---- Excerpted data

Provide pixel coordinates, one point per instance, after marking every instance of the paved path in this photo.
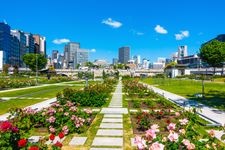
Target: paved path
(43, 85)
(210, 114)
(110, 133)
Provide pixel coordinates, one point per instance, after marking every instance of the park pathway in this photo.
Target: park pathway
(110, 133)
(213, 115)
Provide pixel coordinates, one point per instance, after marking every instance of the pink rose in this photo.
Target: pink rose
(171, 126)
(183, 121)
(173, 137)
(155, 127)
(150, 133)
(156, 146)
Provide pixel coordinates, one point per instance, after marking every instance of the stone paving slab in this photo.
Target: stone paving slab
(34, 139)
(113, 115)
(133, 110)
(106, 149)
(55, 140)
(107, 141)
(111, 125)
(114, 111)
(78, 141)
(109, 132)
(113, 120)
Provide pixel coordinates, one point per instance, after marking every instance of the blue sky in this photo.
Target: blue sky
(152, 28)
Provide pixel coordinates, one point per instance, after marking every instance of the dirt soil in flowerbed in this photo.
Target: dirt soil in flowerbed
(163, 121)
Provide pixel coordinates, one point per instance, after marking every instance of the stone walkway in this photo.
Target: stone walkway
(110, 133)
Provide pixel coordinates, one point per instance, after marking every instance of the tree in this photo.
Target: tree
(213, 53)
(89, 64)
(6, 68)
(35, 61)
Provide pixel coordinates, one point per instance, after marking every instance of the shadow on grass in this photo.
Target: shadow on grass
(213, 98)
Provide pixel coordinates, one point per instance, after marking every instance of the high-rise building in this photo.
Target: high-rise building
(137, 59)
(29, 42)
(115, 61)
(69, 52)
(124, 54)
(22, 40)
(40, 44)
(5, 42)
(14, 59)
(145, 63)
(55, 56)
(80, 57)
(182, 51)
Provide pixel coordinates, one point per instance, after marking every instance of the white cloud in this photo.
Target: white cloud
(60, 41)
(134, 32)
(160, 29)
(112, 23)
(93, 50)
(140, 33)
(182, 34)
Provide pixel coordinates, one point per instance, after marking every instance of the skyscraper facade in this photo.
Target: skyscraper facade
(69, 53)
(5, 41)
(124, 54)
(39, 44)
(80, 57)
(14, 59)
(29, 42)
(182, 51)
(22, 39)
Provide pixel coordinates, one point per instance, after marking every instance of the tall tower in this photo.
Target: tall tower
(182, 51)
(124, 54)
(22, 42)
(5, 41)
(69, 53)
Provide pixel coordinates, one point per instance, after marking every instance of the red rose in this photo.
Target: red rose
(22, 142)
(61, 135)
(58, 144)
(34, 148)
(15, 129)
(52, 137)
(5, 125)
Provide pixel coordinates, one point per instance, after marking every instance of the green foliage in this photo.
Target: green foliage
(135, 89)
(16, 82)
(83, 75)
(35, 61)
(94, 95)
(6, 68)
(213, 53)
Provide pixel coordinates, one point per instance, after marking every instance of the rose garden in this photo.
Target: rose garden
(149, 120)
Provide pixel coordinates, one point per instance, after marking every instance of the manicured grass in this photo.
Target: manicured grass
(40, 92)
(214, 92)
(19, 103)
(43, 93)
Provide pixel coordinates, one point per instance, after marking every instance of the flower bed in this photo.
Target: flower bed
(171, 131)
(58, 120)
(165, 126)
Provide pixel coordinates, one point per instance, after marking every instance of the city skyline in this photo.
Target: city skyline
(151, 29)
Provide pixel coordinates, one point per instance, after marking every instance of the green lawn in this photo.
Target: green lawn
(43, 93)
(214, 92)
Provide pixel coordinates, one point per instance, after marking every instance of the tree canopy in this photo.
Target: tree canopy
(213, 53)
(31, 60)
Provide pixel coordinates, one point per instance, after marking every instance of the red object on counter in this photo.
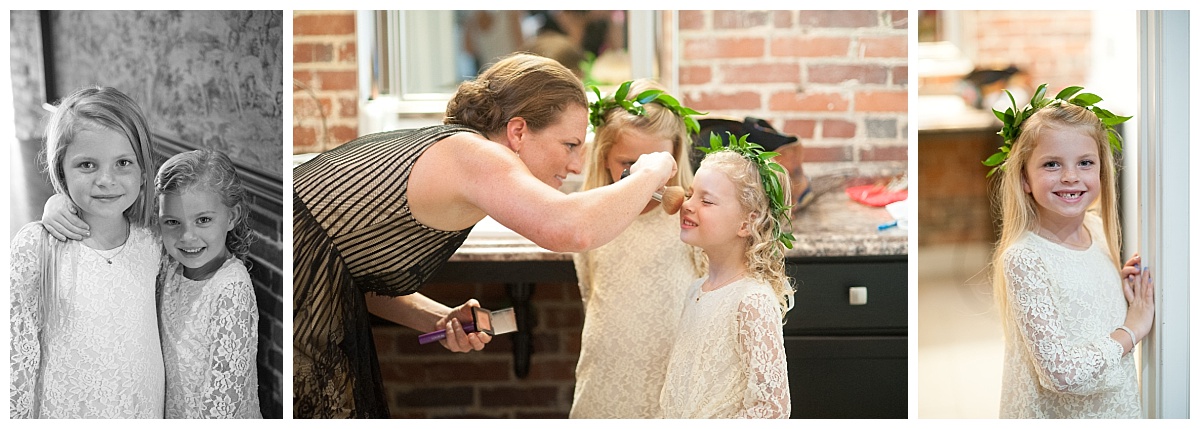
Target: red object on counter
(876, 195)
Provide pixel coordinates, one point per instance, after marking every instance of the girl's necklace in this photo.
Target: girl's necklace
(702, 291)
(119, 249)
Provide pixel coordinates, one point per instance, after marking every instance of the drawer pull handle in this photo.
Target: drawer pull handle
(858, 295)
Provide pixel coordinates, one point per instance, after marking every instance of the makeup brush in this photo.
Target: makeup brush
(671, 198)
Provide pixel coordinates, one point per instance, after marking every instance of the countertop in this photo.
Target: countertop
(833, 225)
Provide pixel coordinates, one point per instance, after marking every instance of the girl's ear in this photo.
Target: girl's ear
(744, 229)
(516, 131)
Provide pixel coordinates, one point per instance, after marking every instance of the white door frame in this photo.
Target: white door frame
(1163, 206)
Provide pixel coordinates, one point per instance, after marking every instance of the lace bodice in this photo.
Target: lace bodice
(210, 344)
(97, 354)
(1060, 361)
(727, 360)
(639, 277)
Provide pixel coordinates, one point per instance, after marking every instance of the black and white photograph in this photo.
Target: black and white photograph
(145, 215)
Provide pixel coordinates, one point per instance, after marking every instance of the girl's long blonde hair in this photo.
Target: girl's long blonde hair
(765, 254)
(658, 121)
(1018, 211)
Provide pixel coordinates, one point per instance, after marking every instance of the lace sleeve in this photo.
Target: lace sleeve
(761, 343)
(1061, 366)
(583, 272)
(24, 350)
(234, 346)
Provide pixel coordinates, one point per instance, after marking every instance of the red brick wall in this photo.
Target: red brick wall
(427, 381)
(837, 79)
(325, 80)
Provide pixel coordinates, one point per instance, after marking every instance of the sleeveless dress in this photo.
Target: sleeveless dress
(354, 234)
(210, 343)
(1060, 361)
(96, 352)
(640, 276)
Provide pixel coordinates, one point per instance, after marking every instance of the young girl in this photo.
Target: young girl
(84, 332)
(1068, 330)
(207, 303)
(727, 360)
(642, 275)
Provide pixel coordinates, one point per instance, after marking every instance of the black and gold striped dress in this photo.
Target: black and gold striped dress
(355, 234)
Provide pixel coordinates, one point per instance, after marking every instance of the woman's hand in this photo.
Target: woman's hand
(661, 164)
(1139, 290)
(457, 339)
(61, 219)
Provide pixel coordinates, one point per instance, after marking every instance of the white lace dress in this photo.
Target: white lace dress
(729, 360)
(1060, 361)
(210, 344)
(633, 292)
(97, 354)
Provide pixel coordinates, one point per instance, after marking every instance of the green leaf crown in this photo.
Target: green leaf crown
(1014, 116)
(780, 211)
(636, 106)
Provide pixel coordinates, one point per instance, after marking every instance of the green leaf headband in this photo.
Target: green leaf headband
(637, 106)
(780, 211)
(1013, 118)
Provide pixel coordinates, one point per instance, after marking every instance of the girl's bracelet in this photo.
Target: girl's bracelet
(1132, 337)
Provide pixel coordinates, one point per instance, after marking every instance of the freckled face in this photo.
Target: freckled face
(195, 224)
(556, 151)
(101, 173)
(712, 216)
(1062, 175)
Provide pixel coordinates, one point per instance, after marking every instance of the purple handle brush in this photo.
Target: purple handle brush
(437, 336)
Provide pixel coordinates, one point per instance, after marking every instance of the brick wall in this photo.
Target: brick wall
(427, 381)
(837, 79)
(324, 88)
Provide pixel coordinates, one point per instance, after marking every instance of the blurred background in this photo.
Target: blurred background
(966, 59)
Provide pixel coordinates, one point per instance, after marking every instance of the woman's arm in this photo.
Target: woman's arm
(231, 387)
(468, 174)
(24, 297)
(761, 344)
(1061, 366)
(420, 313)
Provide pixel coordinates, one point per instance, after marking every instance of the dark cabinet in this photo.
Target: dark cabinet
(849, 358)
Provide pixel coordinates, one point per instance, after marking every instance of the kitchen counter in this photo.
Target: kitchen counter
(833, 225)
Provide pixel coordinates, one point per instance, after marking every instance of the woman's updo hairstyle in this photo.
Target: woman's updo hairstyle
(534, 88)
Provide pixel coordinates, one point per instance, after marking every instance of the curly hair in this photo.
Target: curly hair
(213, 171)
(765, 254)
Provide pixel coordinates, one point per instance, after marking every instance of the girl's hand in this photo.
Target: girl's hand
(1139, 290)
(661, 164)
(457, 339)
(61, 219)
(1133, 266)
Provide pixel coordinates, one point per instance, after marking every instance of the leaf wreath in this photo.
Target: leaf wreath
(1013, 118)
(780, 211)
(636, 106)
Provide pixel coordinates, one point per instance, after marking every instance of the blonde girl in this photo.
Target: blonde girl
(1057, 278)
(727, 360)
(84, 333)
(642, 275)
(207, 303)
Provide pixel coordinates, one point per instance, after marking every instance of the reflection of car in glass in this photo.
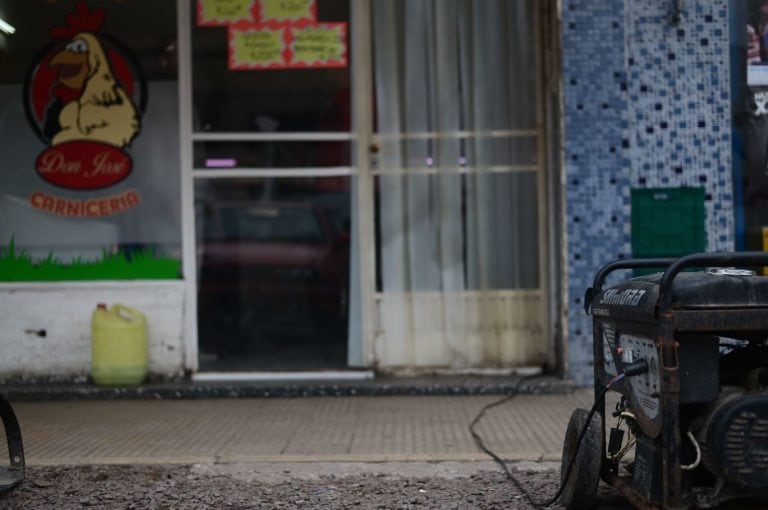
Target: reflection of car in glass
(272, 265)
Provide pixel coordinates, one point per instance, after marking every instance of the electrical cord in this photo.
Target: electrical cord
(630, 370)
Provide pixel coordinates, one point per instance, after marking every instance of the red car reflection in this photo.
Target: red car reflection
(268, 265)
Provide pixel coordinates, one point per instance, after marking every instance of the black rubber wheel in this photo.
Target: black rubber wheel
(580, 490)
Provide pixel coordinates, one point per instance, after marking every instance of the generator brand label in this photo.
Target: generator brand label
(628, 297)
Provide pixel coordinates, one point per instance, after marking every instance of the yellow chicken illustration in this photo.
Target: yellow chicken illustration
(104, 112)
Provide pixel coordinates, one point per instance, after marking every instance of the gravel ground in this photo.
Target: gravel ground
(185, 487)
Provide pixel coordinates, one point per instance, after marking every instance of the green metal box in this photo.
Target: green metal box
(668, 222)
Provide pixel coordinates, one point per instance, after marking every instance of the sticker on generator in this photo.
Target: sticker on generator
(609, 364)
(645, 387)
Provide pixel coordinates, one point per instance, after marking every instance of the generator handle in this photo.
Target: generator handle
(610, 267)
(745, 258)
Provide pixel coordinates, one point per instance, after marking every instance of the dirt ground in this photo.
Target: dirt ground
(197, 487)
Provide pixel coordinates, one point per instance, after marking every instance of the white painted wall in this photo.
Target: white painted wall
(63, 310)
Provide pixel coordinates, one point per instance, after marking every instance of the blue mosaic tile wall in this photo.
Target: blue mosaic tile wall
(647, 104)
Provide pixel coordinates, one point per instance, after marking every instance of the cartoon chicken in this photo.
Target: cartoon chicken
(99, 109)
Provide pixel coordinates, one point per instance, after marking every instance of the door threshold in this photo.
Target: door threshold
(320, 375)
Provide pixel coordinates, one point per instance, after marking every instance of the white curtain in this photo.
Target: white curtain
(456, 121)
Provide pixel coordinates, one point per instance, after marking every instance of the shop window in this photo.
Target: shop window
(89, 141)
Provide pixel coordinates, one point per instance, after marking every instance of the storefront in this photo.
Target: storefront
(279, 185)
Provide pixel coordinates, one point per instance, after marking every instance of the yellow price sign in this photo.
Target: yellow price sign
(322, 45)
(287, 10)
(256, 48)
(224, 12)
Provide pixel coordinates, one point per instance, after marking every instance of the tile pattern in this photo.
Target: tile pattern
(647, 104)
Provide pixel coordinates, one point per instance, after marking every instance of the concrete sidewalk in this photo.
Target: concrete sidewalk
(250, 430)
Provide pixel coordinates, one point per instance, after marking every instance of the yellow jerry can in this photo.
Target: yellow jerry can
(120, 354)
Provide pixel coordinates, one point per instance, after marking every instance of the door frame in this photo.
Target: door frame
(362, 333)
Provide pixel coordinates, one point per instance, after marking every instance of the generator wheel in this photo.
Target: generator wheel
(580, 490)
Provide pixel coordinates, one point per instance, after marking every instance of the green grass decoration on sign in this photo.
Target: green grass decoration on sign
(140, 265)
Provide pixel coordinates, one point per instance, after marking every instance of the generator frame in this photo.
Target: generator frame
(670, 322)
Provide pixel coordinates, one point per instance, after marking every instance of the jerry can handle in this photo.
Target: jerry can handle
(126, 312)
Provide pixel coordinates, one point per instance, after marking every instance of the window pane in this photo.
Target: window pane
(271, 154)
(273, 270)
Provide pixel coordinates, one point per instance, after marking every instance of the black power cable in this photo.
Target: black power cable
(630, 370)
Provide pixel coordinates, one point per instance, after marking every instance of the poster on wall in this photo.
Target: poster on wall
(276, 34)
(311, 46)
(757, 43)
(751, 123)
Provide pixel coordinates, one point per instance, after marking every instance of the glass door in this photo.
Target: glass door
(271, 171)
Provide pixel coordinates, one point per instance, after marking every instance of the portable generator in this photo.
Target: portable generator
(684, 356)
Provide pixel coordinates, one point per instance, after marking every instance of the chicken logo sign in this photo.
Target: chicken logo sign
(84, 99)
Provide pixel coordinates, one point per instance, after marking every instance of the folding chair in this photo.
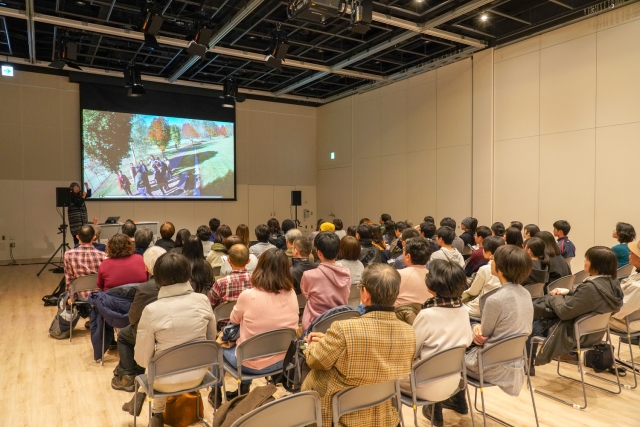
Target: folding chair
(630, 318)
(565, 282)
(179, 359)
(81, 284)
(505, 351)
(365, 396)
(583, 326)
(262, 345)
(440, 365)
(296, 410)
(325, 324)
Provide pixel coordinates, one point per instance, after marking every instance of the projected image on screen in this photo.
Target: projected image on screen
(142, 157)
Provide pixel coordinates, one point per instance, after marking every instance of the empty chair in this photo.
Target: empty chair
(508, 350)
(182, 358)
(296, 410)
(363, 397)
(584, 325)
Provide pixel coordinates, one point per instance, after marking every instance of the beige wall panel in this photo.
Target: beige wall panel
(41, 106)
(618, 65)
(567, 86)
(516, 180)
(393, 123)
(516, 97)
(454, 115)
(454, 182)
(421, 118)
(575, 203)
(421, 176)
(42, 153)
(10, 151)
(617, 154)
(11, 105)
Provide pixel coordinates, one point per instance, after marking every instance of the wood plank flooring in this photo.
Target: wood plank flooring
(46, 382)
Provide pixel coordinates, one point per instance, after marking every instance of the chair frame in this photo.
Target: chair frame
(209, 380)
(413, 401)
(481, 384)
(258, 411)
(336, 413)
(581, 350)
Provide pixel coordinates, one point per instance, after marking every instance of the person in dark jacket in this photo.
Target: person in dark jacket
(554, 314)
(147, 293)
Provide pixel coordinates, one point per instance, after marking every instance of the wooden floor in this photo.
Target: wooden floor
(46, 382)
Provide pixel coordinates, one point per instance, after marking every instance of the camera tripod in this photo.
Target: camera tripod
(59, 267)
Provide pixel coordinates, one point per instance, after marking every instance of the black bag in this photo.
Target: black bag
(600, 358)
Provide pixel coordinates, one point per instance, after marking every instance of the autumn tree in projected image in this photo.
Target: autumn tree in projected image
(160, 133)
(106, 138)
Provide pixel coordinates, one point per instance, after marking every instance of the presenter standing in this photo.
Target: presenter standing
(77, 211)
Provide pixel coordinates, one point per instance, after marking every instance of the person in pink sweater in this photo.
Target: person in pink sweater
(327, 286)
(269, 305)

--------

_Activity_:
Starting with the line with "Target: blurred background" above and going on through the line with "cabinet in this photo.", transcribe every line exactly, both ends included, and add nothing.

_Written solution_:
Target: blurred background
(966, 59)
Provide pixel coordinates, one point per instance, after marking every instance of the woman's arm in this photo.
Target: woman's arm
(231, 387)
(468, 174)
(24, 297)
(761, 344)
(1061, 366)
(420, 313)
Provide pixel coordinates, one point per instance, after marking every instance of the dark cabinet in this photo.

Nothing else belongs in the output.